By Francis W. Porretto
Francis W. Porretto avatar

"Crusade" is one of those words, the ones you're not supposed to say. It bears a huge freight of connotations, most of which, thanks to the industrious resculptors of world history, are unpleasant. At the very least, like "faith" and "obedience," it demands that one commit to an arduous undertaking whose results are not guaranteed to be pleasant.

The word was coined to cover the military expeditions of the 11th century and subsequently, which were aimed at retaking the Holy Land from its Muslim conquerors. Those conquerors had subjected the population of the region to the usual Islamic barbarities. Most notable from a Christian standpoint was the imposition of dhimmi status on the "infidels" -- the non-Muslims -- of the land.

Under Islam, dhimmis are second-class citizens, subject to special taxes and sumptuary laws, required to give way to any and all Muslims in all circumstances, and forbidden to invite Muslims to their faith. Muslims may defraud them, visit all manner of insults upon them, and place them in a position that would require them to convert to Islam or be killed.

Dhimmis are not permitted to build new places of worship, and may be forbidden even to maintain their existing ones. Dhimmi children have routinely been conscripted to serve as sacrificial troops who, by marching ahead of Muslims, reduced Muslim casualties at the cost of their own lives.

Dhimmis are a little better off than outright slaves, but not much.

What large numbers of Americans have yet to accept is that dhimmi status for all of us "infidels" is the goal of the worldwide Islamic movement. As a matter of core religious doctrine, every Muslim on Earth is committed to bringing this about. Muslims are required to pledge themselves to the extension of Islam, both religiously and politically, over the whole world, by any means expedient, including force and fraud.

Shortly after the Black Tuesday atrocities, President Bush used the word "crusade" in one of his statements on the War on Terror. Muslims everywhere went ballistic over it. They outrightly accused Dubya of planning the conquest and forcible Christianization of the Islamic world. The president swiftly apologized for the use of the forbidden word, and hastened to emphasize, not for the first time, that "Islam is a religion of peace."

Before your Curmudgeon proceeds further in his explication, allow him to be perfectly clear about his own desires for the Islamic world:

We should invade their countries, kill their leaders, and convert them to Christianity. -- Ann Coulter

There. For now, let that stand as a marker, to which we'll return shortly.

One of the necessary evils of government is that it requires one to treat with other governments. Every government on Earth is morally flawed, America's included. Yet there are degrees of moral deficiency. If such things are compared objectively, the government of the United States has far less on its corporate conscience than any other regime that's ever existed. With a few exceptions that no one is eager to condone, when our federal government has extended its powers beyond our shores, it has done so to protect Americans and their interests. It has made war reluctantly; it has preferred, perhaps naively, to cultivate good will with gifts of money and expertise whenever it appeared possible.

To a worldwide politico-religious movement that explicitly aims at world conquest and totalitarian dominance, American diplomatic behavior must look like buffoonery practiced by self-deluded idiots. The satraps of Islamic states must have laughed up their sleeves at Richard Nixon, at Jimmy Carter, at Bush the Elder, and at Bill Clinton. So pantingly eager to please Muslim autarchs were they that even multiple lethal strokes against American lives and property could not budge them from their conciliatory assumptions and deferential practices.

----

**Goal**
Condense the paragraph of the essay that begins "One of the necessary evils of government" into a short bulleted list that keeps its main points.

**Given information**
----

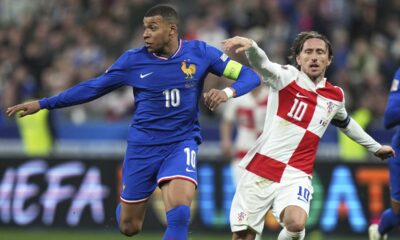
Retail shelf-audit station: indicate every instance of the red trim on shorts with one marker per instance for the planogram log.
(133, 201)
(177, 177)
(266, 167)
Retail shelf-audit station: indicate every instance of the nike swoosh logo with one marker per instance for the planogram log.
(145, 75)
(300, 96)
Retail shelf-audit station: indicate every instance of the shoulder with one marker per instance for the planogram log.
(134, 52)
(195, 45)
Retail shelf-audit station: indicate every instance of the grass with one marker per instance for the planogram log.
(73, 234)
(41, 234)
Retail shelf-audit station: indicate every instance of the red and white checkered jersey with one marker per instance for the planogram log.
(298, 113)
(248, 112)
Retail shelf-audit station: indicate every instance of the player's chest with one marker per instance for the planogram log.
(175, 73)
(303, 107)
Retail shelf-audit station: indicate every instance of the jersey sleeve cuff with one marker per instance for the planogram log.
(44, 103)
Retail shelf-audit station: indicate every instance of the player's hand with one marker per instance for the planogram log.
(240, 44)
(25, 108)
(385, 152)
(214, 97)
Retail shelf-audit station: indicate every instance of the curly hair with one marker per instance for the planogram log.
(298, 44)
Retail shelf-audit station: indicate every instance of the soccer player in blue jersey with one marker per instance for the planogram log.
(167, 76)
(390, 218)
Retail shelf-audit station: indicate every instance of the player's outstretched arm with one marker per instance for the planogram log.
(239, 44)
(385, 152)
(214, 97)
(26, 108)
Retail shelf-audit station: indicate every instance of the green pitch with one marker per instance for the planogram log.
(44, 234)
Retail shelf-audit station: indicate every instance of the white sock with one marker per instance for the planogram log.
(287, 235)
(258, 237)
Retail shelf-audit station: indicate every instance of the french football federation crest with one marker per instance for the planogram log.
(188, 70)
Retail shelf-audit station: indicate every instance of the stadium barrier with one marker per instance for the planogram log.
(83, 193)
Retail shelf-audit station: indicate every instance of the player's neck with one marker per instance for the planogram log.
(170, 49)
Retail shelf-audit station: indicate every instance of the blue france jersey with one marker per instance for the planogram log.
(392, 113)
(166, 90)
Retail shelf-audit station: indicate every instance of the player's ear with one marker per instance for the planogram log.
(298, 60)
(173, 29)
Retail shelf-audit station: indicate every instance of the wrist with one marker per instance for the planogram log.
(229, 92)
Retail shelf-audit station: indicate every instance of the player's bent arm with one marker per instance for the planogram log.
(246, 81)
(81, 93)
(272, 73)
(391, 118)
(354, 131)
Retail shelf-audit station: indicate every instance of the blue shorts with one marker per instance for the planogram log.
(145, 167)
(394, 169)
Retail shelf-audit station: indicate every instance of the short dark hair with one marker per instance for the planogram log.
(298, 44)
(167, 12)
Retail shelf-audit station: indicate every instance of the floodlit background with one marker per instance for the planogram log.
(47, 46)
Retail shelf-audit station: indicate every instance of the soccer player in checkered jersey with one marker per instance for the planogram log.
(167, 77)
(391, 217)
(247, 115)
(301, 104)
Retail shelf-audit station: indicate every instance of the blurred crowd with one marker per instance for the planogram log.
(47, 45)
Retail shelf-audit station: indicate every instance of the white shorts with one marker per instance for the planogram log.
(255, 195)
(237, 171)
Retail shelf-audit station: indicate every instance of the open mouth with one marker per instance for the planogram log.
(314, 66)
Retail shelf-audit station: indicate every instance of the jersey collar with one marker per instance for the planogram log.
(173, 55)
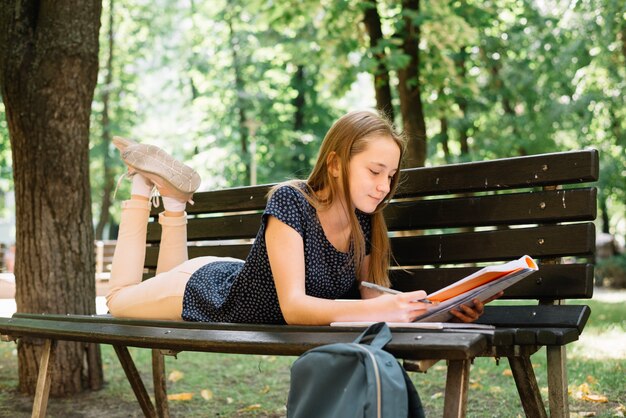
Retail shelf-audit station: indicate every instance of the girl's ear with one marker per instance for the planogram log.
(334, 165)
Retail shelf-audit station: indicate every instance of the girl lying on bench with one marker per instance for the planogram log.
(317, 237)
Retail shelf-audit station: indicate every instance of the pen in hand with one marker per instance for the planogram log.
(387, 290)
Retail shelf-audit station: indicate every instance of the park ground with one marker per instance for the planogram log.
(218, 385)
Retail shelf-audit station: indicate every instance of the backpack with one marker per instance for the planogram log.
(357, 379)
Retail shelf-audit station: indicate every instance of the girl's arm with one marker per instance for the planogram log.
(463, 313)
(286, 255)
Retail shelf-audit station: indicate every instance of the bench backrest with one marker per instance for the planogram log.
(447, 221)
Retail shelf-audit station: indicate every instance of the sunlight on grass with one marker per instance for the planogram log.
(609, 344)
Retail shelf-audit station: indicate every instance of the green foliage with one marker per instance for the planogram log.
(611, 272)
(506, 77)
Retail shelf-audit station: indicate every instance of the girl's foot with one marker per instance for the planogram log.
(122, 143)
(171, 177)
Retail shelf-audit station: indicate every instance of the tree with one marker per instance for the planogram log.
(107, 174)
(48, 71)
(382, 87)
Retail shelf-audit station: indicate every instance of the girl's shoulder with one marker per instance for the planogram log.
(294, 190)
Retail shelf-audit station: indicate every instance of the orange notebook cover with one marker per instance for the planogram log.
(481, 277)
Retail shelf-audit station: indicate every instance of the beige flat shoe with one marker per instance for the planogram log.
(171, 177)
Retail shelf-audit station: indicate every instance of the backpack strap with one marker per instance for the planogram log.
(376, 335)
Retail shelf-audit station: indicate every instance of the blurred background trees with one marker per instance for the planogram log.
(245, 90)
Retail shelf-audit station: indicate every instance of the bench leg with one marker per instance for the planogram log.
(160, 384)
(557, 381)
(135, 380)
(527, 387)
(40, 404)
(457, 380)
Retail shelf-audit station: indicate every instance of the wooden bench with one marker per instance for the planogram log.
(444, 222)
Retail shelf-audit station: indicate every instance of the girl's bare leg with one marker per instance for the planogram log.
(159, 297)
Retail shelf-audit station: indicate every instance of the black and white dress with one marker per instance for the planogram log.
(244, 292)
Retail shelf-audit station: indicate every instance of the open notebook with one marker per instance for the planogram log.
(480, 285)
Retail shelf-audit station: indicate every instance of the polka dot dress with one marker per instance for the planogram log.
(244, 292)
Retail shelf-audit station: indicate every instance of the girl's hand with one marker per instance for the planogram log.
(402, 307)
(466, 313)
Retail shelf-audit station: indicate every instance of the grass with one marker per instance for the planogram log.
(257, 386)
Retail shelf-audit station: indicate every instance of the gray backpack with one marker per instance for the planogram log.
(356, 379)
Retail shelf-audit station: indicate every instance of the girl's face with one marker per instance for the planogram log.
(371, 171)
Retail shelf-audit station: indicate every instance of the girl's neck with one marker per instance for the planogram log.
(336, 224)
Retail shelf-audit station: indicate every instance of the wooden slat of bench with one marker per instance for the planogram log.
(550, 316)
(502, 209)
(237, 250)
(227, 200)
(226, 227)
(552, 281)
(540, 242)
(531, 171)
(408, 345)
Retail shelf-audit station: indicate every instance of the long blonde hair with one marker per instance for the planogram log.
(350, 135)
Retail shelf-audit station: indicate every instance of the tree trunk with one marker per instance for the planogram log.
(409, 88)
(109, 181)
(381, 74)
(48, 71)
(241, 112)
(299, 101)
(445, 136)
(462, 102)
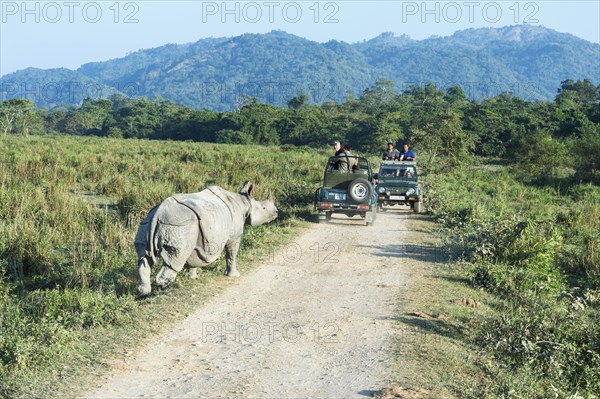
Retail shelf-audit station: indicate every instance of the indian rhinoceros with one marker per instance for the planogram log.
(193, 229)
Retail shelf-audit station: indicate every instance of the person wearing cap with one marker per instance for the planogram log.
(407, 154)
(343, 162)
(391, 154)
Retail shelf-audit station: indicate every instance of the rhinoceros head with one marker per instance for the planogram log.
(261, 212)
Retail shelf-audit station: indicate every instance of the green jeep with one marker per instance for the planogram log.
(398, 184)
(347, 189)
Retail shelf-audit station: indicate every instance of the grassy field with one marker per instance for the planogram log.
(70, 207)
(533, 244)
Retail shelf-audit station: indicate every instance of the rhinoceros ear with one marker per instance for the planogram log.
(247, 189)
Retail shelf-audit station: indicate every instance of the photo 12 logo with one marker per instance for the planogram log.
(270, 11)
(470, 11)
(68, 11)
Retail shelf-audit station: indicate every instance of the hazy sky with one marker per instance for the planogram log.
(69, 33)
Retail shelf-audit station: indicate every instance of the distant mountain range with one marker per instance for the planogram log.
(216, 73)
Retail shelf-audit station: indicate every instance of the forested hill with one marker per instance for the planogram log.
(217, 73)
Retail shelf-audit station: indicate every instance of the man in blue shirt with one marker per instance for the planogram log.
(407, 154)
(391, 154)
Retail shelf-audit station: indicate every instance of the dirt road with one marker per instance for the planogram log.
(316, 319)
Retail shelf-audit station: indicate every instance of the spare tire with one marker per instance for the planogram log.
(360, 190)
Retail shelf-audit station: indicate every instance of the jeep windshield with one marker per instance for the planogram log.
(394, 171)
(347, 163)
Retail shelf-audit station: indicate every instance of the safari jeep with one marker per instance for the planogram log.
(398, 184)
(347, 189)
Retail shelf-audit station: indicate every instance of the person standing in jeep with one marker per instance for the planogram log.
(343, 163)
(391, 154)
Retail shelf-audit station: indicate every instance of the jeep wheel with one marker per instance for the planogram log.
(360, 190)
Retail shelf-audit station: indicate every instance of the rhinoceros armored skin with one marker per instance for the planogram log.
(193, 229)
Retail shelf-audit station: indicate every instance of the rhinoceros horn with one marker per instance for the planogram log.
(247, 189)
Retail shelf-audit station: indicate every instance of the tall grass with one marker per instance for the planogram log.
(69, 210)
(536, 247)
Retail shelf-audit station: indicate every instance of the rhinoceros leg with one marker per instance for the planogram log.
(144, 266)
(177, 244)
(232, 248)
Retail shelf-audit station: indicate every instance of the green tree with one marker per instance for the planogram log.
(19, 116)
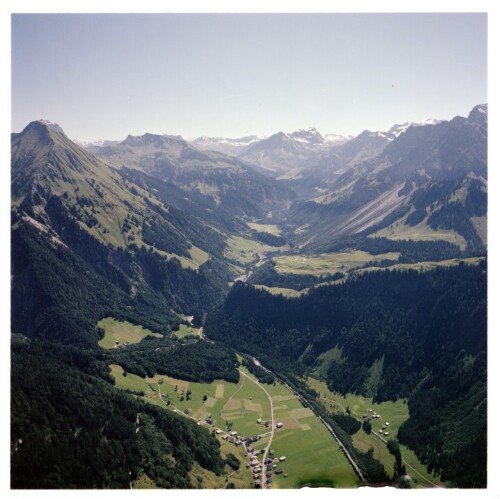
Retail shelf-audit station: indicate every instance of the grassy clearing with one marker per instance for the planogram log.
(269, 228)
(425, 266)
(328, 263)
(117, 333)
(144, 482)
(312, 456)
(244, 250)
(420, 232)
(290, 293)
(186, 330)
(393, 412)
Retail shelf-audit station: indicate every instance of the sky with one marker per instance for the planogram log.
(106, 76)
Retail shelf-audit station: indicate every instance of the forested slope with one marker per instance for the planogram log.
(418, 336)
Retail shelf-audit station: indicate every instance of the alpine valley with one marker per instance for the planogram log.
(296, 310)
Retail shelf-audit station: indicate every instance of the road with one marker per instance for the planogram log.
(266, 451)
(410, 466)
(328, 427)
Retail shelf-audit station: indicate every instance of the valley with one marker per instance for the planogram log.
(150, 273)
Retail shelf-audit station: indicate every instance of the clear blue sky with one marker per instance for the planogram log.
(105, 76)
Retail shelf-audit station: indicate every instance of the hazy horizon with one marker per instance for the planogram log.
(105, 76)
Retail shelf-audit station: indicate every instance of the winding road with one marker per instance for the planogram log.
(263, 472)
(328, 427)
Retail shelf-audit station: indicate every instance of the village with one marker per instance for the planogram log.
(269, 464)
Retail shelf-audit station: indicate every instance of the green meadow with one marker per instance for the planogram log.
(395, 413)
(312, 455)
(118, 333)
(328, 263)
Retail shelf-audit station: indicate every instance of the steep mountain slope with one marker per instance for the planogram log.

----

**Complete response**
- Having to deal with other governments is one of government's necessary evils.
- Every government on Earth is morally flawed, America's included, but to differing degrees.
- Judged objectively, the U.S. government has far less on its conscience than any other regime that has ever existed.
- Apart from a few exceptions no one is eager to condone, it has extended its powers abroad to protect Americans and their interests.
- It has made war reluctantly and has preferred, perhaps naively, to build good will with gifts of money and expertise whenever possible.